RECORDS FOR THE TASK →
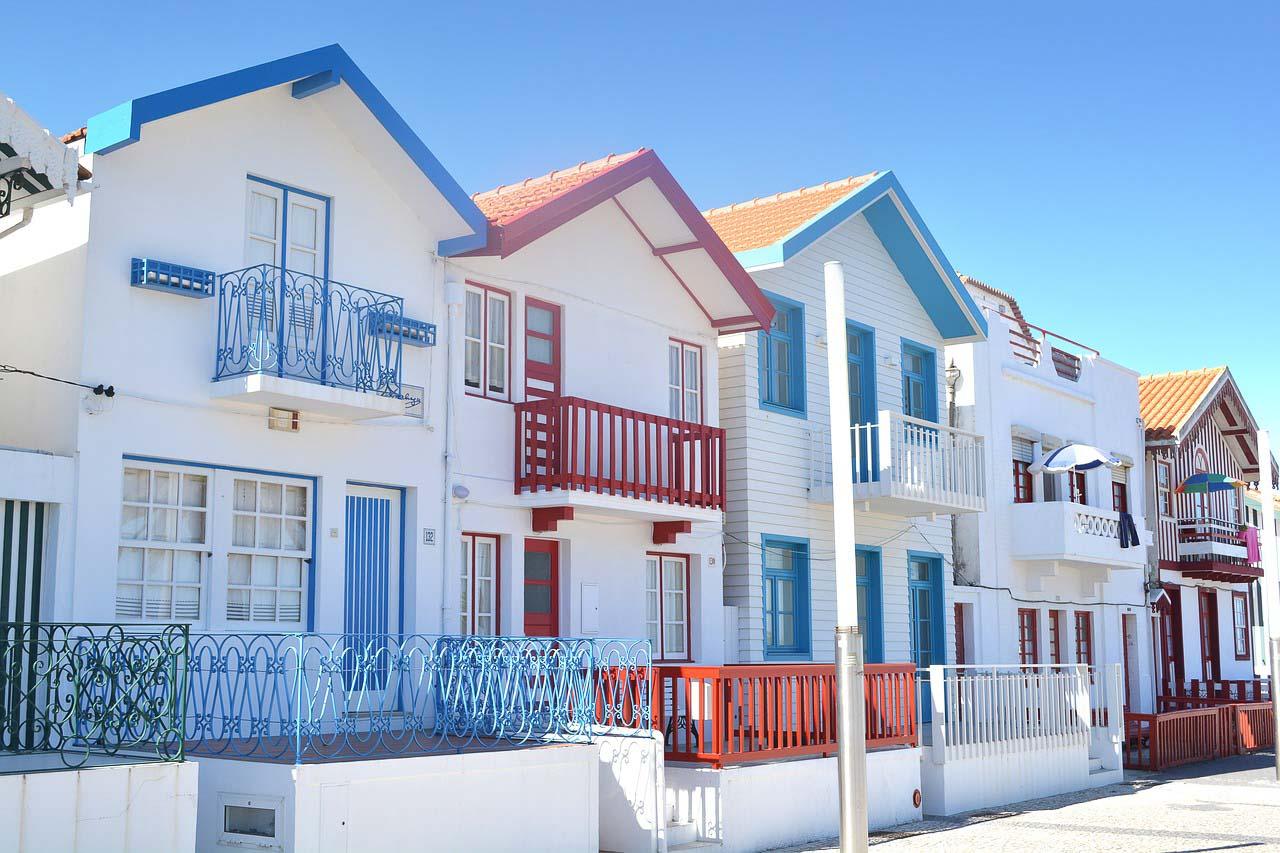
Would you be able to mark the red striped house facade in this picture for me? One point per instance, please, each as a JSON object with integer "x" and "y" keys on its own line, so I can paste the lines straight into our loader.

* * *

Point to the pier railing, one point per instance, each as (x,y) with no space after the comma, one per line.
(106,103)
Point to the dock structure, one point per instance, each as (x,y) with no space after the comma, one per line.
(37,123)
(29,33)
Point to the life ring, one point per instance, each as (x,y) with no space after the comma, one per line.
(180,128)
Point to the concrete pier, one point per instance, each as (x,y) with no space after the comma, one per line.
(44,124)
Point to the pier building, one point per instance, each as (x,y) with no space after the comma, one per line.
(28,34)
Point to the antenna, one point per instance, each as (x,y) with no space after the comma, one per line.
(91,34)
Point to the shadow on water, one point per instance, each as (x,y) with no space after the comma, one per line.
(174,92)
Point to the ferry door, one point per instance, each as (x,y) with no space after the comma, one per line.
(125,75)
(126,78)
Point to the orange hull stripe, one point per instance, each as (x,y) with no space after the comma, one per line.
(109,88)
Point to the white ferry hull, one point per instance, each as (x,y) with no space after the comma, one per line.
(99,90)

TASK DESCRIPTION →
Collect every line of the data above that contains the word "hull", matching case exactly. Copy each line in full.

RESPONSE TO THIS TASK →
Point to the orange hull stripe, one point per instance, each as (x,y) with no space after the comma, one per line.
Point to the white ferry hull, one point per instance, each as (x,y) with no space after the comma, one per line.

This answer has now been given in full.